Rewrite the part of the records that opens with the line containing "Target: front grille" and runs through the end of the records, swapping "overcast sky" for "cloudy sky" and leaving everything else unchanged.

[Begin Data supplied]

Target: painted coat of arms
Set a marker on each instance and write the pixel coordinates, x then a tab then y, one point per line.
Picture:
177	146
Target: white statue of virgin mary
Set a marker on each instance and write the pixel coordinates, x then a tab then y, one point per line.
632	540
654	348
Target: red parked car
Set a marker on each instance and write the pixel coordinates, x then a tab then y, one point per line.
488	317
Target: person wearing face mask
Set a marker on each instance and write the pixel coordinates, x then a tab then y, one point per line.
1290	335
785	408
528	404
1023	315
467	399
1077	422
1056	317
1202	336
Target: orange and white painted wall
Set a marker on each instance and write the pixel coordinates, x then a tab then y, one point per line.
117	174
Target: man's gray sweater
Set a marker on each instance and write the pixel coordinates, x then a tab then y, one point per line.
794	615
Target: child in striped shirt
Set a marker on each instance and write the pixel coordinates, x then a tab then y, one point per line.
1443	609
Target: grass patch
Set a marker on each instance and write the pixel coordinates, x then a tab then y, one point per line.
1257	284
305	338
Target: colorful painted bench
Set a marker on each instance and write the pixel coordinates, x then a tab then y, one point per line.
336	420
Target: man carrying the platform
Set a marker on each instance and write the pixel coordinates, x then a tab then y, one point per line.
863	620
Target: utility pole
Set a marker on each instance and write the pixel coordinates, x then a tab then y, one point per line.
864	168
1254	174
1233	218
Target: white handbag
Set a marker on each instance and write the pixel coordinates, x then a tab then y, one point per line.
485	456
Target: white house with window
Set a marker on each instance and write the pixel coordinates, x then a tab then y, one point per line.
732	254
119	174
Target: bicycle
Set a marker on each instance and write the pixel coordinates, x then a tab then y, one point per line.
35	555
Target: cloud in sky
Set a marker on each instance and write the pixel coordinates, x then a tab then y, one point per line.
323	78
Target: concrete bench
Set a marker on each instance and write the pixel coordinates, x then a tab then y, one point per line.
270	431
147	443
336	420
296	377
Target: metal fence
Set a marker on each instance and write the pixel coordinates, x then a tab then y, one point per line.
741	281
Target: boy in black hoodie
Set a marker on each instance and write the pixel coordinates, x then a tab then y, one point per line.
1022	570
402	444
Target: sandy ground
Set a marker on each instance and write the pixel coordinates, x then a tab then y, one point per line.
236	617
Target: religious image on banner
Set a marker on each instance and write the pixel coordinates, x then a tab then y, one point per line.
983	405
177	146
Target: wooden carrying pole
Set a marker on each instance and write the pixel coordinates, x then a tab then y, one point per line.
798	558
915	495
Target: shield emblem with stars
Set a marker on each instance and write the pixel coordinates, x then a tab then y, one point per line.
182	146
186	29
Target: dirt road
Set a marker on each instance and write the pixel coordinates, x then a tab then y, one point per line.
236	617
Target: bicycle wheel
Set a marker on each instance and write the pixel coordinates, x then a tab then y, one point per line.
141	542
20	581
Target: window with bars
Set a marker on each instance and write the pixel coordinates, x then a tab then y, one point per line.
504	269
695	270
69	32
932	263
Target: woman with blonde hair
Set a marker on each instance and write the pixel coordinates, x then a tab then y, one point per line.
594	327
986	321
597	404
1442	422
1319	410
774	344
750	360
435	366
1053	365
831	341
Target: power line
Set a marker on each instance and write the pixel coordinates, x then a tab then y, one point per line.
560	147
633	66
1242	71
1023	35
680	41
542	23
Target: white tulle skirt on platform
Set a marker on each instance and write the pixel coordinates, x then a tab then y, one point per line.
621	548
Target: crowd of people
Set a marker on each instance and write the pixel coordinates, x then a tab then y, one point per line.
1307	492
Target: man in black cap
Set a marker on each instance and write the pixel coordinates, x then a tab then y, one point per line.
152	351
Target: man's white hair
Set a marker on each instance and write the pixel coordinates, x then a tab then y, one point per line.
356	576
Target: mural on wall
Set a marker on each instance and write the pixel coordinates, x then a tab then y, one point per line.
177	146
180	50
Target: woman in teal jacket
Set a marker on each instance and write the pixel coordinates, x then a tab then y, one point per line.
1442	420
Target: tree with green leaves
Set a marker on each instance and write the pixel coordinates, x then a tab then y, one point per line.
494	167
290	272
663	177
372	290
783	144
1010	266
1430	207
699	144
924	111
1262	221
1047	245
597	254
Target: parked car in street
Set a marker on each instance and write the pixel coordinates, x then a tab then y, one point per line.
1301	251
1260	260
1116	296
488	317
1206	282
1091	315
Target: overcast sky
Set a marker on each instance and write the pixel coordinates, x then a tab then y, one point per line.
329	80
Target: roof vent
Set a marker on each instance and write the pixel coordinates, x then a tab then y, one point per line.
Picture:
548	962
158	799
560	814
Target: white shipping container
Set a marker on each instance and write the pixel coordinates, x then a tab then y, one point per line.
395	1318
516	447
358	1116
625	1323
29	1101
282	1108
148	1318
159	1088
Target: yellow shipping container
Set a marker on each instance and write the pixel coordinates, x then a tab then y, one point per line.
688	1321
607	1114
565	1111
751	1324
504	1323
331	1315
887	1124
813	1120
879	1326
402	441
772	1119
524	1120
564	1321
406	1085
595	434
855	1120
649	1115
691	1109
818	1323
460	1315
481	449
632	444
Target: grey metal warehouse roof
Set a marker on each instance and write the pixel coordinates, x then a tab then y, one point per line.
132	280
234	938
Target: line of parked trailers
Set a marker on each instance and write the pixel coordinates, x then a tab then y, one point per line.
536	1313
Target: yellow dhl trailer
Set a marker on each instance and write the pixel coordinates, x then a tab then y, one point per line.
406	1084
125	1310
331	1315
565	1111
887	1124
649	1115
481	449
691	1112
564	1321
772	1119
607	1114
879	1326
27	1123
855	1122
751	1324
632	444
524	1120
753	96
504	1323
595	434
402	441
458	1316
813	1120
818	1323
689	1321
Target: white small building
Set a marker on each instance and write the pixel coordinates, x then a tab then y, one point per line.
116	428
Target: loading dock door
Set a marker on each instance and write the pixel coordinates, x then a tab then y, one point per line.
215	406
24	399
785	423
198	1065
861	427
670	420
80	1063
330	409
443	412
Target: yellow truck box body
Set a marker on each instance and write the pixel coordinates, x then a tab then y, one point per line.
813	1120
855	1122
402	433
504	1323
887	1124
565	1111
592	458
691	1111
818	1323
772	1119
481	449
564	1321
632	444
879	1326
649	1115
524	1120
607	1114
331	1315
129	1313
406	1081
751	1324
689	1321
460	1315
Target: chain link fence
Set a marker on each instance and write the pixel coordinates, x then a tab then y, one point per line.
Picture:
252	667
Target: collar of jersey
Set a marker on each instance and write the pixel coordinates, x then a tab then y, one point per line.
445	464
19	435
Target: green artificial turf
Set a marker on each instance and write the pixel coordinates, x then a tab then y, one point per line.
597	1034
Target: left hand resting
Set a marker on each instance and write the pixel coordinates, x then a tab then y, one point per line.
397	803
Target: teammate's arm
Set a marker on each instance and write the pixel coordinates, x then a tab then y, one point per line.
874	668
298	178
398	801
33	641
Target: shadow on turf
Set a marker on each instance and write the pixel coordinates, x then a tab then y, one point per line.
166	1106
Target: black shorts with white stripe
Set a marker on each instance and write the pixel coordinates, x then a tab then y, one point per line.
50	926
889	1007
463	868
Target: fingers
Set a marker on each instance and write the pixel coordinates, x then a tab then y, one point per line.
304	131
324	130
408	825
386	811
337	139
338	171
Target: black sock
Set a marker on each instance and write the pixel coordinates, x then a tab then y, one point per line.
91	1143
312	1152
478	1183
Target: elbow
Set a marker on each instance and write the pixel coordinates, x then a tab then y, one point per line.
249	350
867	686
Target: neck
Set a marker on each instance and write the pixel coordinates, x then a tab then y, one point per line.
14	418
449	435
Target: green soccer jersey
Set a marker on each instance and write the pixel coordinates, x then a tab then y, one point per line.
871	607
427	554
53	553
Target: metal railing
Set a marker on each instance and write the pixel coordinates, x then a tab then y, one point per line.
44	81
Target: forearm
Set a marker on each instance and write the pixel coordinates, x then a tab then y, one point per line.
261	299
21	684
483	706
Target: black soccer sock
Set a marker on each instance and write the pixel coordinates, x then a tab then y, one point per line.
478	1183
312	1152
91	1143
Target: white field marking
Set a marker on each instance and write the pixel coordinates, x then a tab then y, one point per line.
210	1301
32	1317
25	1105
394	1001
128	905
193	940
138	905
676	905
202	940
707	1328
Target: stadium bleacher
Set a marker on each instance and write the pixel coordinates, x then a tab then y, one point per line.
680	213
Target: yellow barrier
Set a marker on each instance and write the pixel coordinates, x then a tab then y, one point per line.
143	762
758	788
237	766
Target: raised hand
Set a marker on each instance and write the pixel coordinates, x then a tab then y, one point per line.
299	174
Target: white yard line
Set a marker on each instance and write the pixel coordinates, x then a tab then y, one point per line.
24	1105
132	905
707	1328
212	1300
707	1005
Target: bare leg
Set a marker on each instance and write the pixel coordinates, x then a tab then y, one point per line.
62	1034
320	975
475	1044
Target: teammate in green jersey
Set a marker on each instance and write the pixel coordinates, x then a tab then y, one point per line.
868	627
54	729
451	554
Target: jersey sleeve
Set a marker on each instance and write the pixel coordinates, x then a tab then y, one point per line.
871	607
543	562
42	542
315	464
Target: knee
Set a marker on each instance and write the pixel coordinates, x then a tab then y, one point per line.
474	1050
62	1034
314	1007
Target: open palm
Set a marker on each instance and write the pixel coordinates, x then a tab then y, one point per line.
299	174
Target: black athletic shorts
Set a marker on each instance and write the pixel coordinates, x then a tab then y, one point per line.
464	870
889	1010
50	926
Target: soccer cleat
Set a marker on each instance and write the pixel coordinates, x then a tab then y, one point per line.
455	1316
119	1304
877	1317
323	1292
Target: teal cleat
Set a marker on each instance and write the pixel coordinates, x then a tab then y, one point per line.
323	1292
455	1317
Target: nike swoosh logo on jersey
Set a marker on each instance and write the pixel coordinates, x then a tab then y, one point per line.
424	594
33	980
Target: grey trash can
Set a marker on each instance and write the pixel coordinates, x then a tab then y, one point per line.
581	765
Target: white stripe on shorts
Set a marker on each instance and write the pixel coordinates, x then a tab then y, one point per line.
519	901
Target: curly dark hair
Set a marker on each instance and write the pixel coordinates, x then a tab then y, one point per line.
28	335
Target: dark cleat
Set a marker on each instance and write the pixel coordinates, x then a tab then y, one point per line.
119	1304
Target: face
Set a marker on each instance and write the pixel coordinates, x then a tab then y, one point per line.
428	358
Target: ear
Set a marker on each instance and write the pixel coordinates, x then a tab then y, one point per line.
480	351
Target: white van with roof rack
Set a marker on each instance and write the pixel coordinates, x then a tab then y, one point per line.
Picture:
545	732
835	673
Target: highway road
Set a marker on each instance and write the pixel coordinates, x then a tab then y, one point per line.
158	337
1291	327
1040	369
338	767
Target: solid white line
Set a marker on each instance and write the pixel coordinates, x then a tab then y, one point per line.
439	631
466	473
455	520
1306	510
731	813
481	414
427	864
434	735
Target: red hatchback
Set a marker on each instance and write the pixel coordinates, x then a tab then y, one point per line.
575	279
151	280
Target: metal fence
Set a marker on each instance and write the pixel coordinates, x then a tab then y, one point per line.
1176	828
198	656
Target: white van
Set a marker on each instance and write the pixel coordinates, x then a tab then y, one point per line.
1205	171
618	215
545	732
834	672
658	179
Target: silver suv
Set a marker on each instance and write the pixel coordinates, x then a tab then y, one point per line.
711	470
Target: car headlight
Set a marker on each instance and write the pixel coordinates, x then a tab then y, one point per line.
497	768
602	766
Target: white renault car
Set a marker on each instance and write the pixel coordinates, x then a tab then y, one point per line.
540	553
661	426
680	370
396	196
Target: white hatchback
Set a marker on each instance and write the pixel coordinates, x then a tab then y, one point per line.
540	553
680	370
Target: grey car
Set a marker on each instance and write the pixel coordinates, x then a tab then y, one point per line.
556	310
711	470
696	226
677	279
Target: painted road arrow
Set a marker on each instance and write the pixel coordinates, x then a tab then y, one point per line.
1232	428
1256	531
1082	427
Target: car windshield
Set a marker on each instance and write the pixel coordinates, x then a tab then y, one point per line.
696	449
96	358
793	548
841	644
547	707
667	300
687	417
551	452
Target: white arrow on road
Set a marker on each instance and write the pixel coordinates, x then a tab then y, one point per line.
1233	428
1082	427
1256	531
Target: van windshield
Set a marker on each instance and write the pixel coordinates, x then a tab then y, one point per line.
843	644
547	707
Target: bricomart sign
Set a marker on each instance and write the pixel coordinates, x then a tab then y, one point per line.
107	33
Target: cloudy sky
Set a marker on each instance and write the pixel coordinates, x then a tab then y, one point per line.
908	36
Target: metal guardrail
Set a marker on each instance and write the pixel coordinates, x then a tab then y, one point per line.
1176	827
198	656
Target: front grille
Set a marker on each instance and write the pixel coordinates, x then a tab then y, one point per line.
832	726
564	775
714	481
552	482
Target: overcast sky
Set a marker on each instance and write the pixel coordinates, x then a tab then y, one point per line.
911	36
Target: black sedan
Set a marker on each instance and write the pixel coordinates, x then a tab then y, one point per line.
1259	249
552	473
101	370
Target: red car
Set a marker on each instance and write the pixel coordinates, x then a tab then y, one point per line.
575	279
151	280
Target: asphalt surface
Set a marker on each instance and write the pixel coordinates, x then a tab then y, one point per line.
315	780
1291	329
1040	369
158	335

[End Data supplied]

» Reply
Target: front grille
Set a marker on each instance and write the pixel coordinates, x then a tab then y, one point per line.
832	726
564	775
714	481
552	482
Target: cloudy sky
Set a marker on each instance and write the pixel coordinates, x then a tab then y, one point per line.
911	36
Target: black sedan
Set a marker on each instance and write the pixel coordinates, x then a tab then y, one point per line.
1259	249
552	473
101	370
Target: red car
Set a marker on each instance and write the pixel coordinates, x then a tab then y, one point per line.
575	279
151	280
Target: asphalt surface
Set a marker on each instance and write the pixel coordinates, x then a tab then y, one point per line.
315	780
1291	329
1040	369
158	335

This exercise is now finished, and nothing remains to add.